*À faire*
Indiquez combien de lignes contiennent le mot « building », en respectant la casse. Donnez uniquement ce nombre, s'il vous plaît.

★ ★ ★

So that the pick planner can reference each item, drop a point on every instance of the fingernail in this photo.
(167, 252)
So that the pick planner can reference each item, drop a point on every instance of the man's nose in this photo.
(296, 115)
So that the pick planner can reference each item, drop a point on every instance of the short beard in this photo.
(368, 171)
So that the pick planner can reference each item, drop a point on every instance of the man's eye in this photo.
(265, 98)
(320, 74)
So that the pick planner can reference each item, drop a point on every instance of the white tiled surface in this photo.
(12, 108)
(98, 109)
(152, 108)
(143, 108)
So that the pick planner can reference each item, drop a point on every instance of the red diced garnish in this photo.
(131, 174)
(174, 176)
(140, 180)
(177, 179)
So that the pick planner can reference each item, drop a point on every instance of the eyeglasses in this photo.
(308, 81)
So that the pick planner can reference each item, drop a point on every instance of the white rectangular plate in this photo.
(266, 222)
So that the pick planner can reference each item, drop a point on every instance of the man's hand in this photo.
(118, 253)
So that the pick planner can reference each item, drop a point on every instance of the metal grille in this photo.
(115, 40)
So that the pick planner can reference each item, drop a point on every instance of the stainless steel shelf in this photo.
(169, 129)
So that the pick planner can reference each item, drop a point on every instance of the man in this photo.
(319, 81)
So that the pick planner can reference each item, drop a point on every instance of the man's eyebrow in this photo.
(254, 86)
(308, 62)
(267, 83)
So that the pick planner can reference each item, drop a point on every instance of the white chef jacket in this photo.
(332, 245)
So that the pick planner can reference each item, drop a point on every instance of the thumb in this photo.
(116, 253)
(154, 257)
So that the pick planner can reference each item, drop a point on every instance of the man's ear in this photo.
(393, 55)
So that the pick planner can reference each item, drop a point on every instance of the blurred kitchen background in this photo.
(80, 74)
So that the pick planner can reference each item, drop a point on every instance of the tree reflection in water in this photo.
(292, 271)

★ ★ ★

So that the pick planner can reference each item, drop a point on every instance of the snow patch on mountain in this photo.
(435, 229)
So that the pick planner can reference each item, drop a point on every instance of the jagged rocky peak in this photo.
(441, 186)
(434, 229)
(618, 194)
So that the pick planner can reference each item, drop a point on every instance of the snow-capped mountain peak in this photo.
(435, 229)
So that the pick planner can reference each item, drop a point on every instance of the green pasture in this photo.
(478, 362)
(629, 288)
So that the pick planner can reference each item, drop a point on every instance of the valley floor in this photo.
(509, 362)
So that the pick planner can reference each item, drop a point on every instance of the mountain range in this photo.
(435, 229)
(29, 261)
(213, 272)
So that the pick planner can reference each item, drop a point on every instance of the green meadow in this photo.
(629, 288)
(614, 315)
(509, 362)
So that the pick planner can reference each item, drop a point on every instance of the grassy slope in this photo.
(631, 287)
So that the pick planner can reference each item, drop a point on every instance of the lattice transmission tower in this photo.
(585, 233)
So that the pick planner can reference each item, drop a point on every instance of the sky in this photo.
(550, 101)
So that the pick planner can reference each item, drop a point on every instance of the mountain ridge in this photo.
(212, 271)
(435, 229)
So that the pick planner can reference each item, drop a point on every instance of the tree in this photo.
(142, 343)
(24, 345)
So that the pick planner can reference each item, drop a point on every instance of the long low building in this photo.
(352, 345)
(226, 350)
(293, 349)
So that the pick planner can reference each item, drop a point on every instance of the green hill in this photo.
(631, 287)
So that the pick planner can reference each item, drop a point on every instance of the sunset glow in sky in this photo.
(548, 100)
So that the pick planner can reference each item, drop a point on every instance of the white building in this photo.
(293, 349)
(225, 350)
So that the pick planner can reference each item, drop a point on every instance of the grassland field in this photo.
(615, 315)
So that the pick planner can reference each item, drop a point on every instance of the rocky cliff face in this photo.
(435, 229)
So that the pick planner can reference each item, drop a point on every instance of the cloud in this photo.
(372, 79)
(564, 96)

★ ★ ★

*Exercice corrigé*
2